I’m dissatisfied with the expansive learning recommendations, though. I liked your concrete example, but it highlighted for me what I disliked about the expansive learning framework.
I’m working with social science faculty now, to explore how programming might be usefully integrated into their curricula. I do *not* see myself as learning history education, though. I don’t presume that I’m going to be able to develop enough expertise to be useful in the project. Rather, I ask how we can serve their goals. They show me lesson plans, and (with a team of student research assistants) we build exemplars of what might be useful. I see it as a form of servant leadership. Expansive learning, as I’m reading it, has an arrogance about it. Who am I to transform another’s discipline? In MediaComp, we simply offered to imagineer a learning experience (https://doi.org/10.1145/1151588.1151597). In my current work, I offer a palette of computational options. It’s up to the CoP to choose value, not me.
I’d be curious what Ben or Rafi (or someone who knows more about CHAT and expansive learning than me) think about this. From my understanding, the point isn’t to learn about another discipline so that you can tell them what to do. I think, from the perspective of the computing educator who is trying to convince others to integrate computing at least, the first step is to demonstrate the general value of computing integration to people in another field. Then the second step is to ask them how we can adapt to serve their goals as well. Then we work together to find each other in the zone of proximal development and figure out where the value is and what a sustainable path forward would be. To do that, we each have to learn enough about each other’s fields to communicate well and understand each other’s goals.
I agree with your comments but not the degree of some of your statements. You might never know enough about history education to be a history educator, but you know more about it now than you did before. That’s all that expansive learning asks. It would be arrogant (and unsustainable) to transform another’s discipline without their buy-in, input, and culture reflected in that transformation. From my reading, it seems that expansive learning is a framework for considering the buy-in, input, and culture from multiple perspectives to create something that is more than a sum of its parts.

**INFORMATION SHOWN**
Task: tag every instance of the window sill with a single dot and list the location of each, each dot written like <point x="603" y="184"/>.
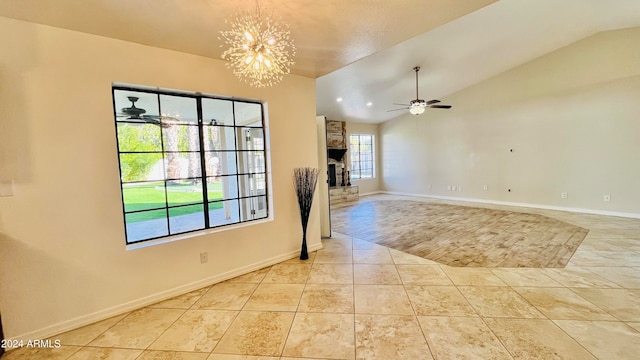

**EXERCISE 1**
Reproduce verbatim the portion of the discussion of expansive learning that opens with the words containing "I agree with" and closes with "of its parts.".
**EXERCISE 2**
In the discussion of expansive learning, who works with the writer to build exemplars from the social science faculty's lesson plans?

**CORRECT RESPONSE 1**
I agree with your comments but not the degree of some of your statements. You might never know enough about history education to be a history educator, but you know more about it now than you did before. That’s all that expansive learning asks. It would be arrogant (and unsustainable) to transform another’s discipline without their buy-in, input, and culture reflected in that transformation. From my reading, it seems that expansive learning is a framework for considering the buy-in, input, and culture from multiple perspectives to create something that is more than a sum of its parts.

**CORRECT RESPONSE 2**
A team of student research assistants.